● Problem statement: Copy the lines below exactly, starting with the line that contains "Labeling batch C. For the image above, tag the recessed" and continuing through the last line, inclusive.

● Dataset:
______________________________

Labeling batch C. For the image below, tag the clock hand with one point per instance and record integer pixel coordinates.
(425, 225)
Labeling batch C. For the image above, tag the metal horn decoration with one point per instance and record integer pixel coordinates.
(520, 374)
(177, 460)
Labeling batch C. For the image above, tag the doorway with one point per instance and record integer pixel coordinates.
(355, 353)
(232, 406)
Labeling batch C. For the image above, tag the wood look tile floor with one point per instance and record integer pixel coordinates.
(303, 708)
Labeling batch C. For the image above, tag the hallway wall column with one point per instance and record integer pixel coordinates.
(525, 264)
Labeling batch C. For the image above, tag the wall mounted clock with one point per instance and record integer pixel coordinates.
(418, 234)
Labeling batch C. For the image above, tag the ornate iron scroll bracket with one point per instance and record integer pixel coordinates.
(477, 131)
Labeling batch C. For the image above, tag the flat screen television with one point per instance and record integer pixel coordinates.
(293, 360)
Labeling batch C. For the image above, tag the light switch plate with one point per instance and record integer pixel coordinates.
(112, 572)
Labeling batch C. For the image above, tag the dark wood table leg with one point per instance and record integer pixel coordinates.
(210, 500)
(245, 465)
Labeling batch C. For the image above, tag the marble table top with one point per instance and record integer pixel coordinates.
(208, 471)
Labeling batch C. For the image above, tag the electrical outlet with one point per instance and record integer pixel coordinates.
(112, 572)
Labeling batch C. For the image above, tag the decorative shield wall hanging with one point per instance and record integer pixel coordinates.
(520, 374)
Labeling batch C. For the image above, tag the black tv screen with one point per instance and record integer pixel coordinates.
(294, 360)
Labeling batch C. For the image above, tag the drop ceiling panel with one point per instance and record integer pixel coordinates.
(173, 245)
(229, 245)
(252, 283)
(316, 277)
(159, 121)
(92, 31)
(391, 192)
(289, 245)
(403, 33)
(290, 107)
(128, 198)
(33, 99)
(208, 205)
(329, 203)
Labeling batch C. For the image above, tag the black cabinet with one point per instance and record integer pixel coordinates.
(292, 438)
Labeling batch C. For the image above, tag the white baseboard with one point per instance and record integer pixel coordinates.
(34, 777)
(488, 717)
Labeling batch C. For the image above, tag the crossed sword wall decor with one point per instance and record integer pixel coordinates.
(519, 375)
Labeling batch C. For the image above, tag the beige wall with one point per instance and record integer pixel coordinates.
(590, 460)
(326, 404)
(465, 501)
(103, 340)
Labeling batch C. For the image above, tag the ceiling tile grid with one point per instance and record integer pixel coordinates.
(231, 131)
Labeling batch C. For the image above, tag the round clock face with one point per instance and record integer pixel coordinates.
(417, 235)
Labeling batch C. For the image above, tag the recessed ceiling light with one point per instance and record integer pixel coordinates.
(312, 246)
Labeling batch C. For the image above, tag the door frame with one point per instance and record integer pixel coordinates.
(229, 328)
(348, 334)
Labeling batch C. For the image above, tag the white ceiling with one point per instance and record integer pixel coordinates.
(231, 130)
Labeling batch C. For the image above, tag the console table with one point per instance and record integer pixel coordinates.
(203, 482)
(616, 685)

______________________________

● The solution:
Labeling batch C. For the image above, tag the recessed ceiling light with one point per instance and record integer pixel coordinates.
(312, 246)
Labeling batch C. For the image above, tag the door frame with one point per instance and record integer pixel coordinates.
(229, 328)
(348, 334)
Labeling batch C. For the image above, tag the white ceiling with one point per instance and record integer pixel coordinates.
(231, 130)
Labeling batch C. For the image above, tag the console table with one point per instance and record integer pixel coordinates.
(203, 482)
(616, 685)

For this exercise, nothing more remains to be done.